_TEXTO PROPORCIONADO_.
Mamá Grande
Siempre, la mirada que sonreía enmarcada en los pómulos gruesos de una mujer que parecía anclada en la Tierra y su realidad, para que Gabo volara las nubes y flotara sin tiempo entre sueños y sílabas
Por esta rara peste del insomnio será imposible asistir a los funerales de la Mamá Grande. También porque no me lo puedo creer, porque me duele tanto. Más bien, prefiero imaginar un sendero en medio de la selva, cerca de donde hallaron una armadura medieval oxidada y casi olvidada, y por esa vereda se abre una sonrisa del Sol y Gabriel García Márquez abre los brazos en flor para volver a abrazarla.

_TAREAS POR REALIZAR_.
1. En el texto sobre la Mamá Grande, ¿qué se halló cerca del sendero imaginado en medio de la selva?
2. Condensa en dos oraciones el párrafo del texto sobre la Mamá Grande que comienza con «Por esta rara peste del insomnio», sin perder sus datos principales.

_DATOS PROPORCIONADOS_.
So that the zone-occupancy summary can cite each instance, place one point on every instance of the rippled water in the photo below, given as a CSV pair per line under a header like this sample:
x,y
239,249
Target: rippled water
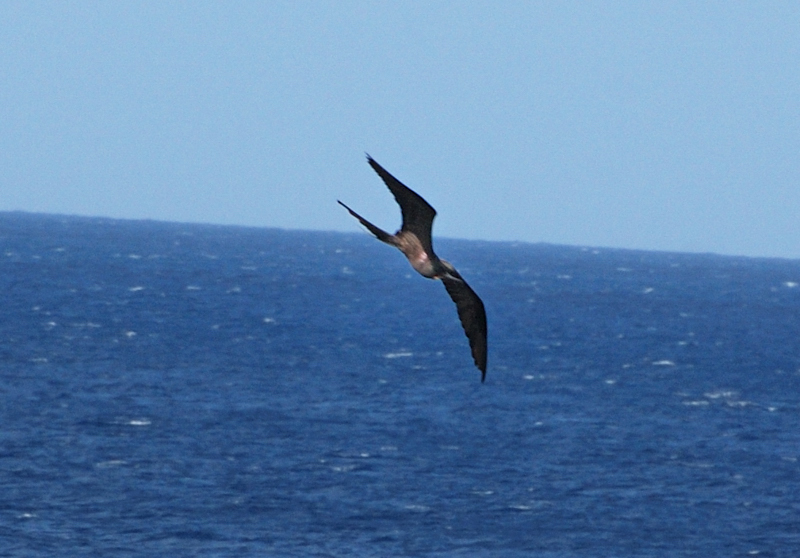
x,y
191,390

_SOLUCIONES EN ORDEN_.
1. Una armadura medieval oxidada y casi olvidada.

2. La peste del insomnio, la incredulidad y el dolor hacen imposible asistir a los funerales de la Mamá Grande. En su lugar, se prefiere imaginar un sendero en la selva, cerca de una armadura medieval oxidada, donde se abre una sonrisa del Sol y Gabriel García Márquez abre los brazos para volver a abrazarla.